TASK DETAILS => Every line below must come back exactly as it stands, with the images omitted.

Stored items from a collection:
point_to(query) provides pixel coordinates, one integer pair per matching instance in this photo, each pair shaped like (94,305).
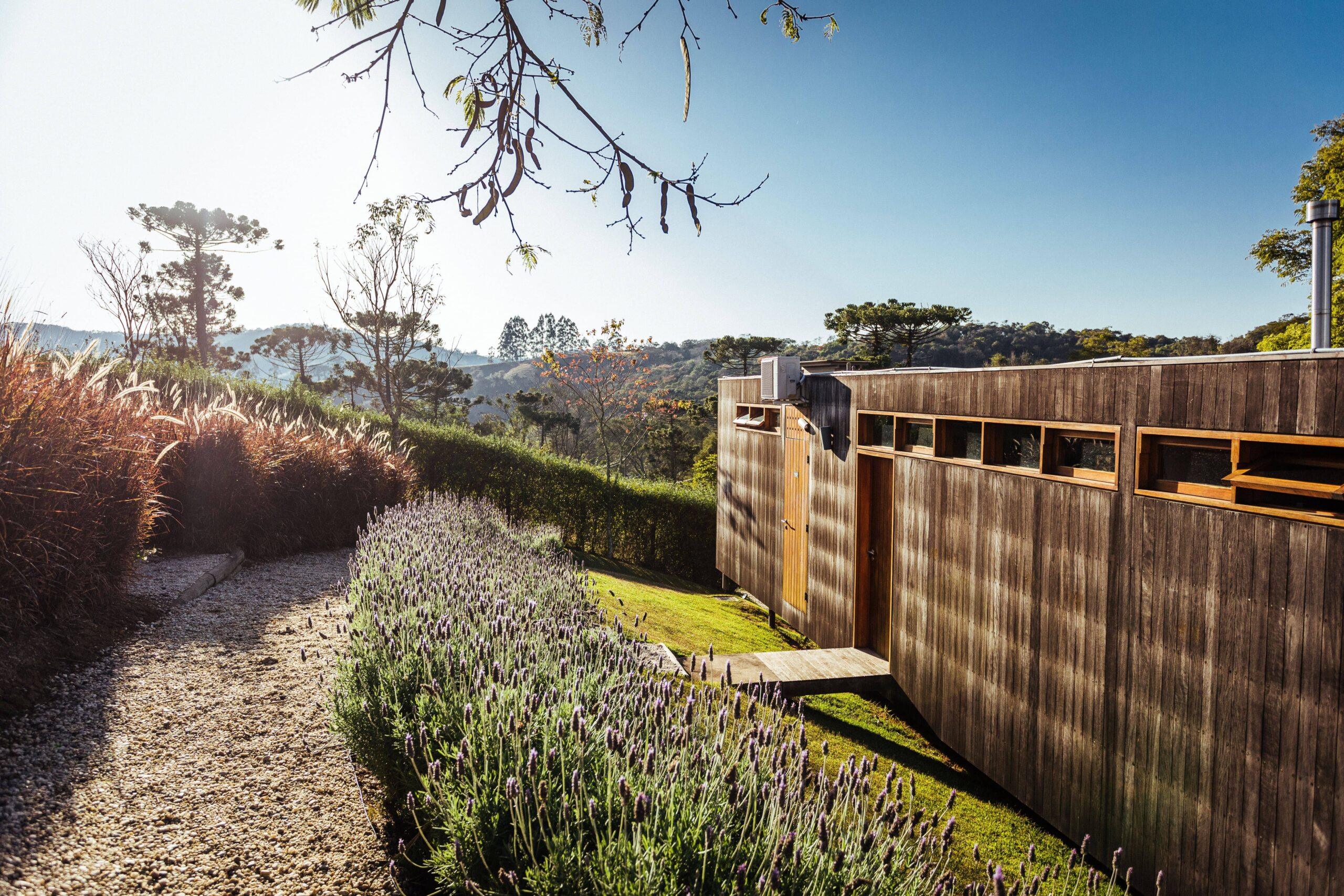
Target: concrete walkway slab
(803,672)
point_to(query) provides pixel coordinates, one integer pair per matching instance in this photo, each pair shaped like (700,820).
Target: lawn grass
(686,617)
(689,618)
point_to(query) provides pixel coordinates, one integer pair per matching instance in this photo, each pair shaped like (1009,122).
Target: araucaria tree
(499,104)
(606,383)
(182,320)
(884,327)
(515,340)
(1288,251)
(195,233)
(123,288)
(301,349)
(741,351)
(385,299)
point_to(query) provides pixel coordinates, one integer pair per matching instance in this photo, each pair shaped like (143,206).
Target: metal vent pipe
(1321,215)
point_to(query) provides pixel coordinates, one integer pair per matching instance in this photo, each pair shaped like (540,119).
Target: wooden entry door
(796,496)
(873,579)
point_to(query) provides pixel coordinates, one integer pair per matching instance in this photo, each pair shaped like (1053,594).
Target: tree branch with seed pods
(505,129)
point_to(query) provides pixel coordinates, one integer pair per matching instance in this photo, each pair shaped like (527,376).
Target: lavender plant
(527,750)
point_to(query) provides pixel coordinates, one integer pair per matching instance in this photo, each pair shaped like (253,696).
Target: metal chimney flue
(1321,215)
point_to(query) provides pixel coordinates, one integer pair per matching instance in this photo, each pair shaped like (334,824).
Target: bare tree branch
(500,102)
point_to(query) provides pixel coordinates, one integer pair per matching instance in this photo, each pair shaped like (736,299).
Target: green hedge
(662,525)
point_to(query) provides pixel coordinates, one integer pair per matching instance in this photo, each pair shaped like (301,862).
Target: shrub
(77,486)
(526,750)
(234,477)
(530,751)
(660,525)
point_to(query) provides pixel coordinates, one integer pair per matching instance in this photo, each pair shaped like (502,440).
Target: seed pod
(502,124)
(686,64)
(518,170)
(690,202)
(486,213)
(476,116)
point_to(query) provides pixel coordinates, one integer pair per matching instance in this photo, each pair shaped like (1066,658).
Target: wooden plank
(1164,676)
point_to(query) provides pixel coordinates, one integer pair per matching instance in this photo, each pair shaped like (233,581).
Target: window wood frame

SOLUTION =>
point_to(query) provides pixel coordinates, one integer pair per matching instance in this photo, each pair shaped like (94,305).
Target: concrete walkway slab
(803,672)
point_to(query) provides pixel coordinates, one integer pair per matching instance in this photo, each pair shaped like (700,820).
Target: lawn grass
(686,617)
(689,618)
point_to(query) provides pixel coordinates, one integer pair per matching instance in this photo, each pair shaped like (1009,122).
Target: araucaria tree
(499,104)
(606,383)
(182,320)
(884,327)
(515,340)
(1288,251)
(195,233)
(123,288)
(301,349)
(741,351)
(385,299)
point_to(query) provides pixel coordinates, one integer pair per matching instance in this photo, each pair shaped like (143,206).
Target: metal vent pipe
(1321,215)
point_to(query) provides pixel coordinates, one integer pair per matching instance in this photo, each pair shaped like (540,119).
Target: wooden entry door
(796,496)
(873,579)
point_to(query) provides pixel coordinates, one integer pair per matching instance in this photo, each pair shaped like (1053,594).
Target: tree branch with seed pods
(505,129)
point_to(query) provides pixel coordinates, one integer pair per matching instance in this photo, each pair shaped like (527,376).
Target: lavender plant
(527,750)
point_to(query) provides pixel coordinates, one integer pair per matching instance in this photo, each pair shaped like (253,696).
Target: metal chimney flue
(1321,215)
point_to(query) provides pixel coordinates, one integer pair per matching instance in this photo, each pair shaped like (334,824).
Target: bare tree branch
(500,102)
point_to(query) provides pixel coordinates, one integer pair per matching instance in this photo, each pair shaped like (736,299).
Target: green hedge
(662,525)
point_to(query) provides pixel coordinates, one integer pair per matching instance in this photo, each pair shaped like (301,862).
Target: shrub
(77,486)
(526,750)
(234,477)
(530,751)
(660,525)
point_to(query) provides pixel coordinates, one integer pair per matching instance in this photo, each pair shaped like (502,440).
Target: seed pod
(502,124)
(686,64)
(518,170)
(690,202)
(486,213)
(476,116)
point_to(query) provides pixel coordinates, one integer pair per matching instance in this photo, each pair shaped like (1066,658).
Target: wooden plank
(1164,676)
point_to(query) provides pixel coordinates, one integer pair per matching instance in this photo, each pair shaped like (233,581).
Target: window wood frame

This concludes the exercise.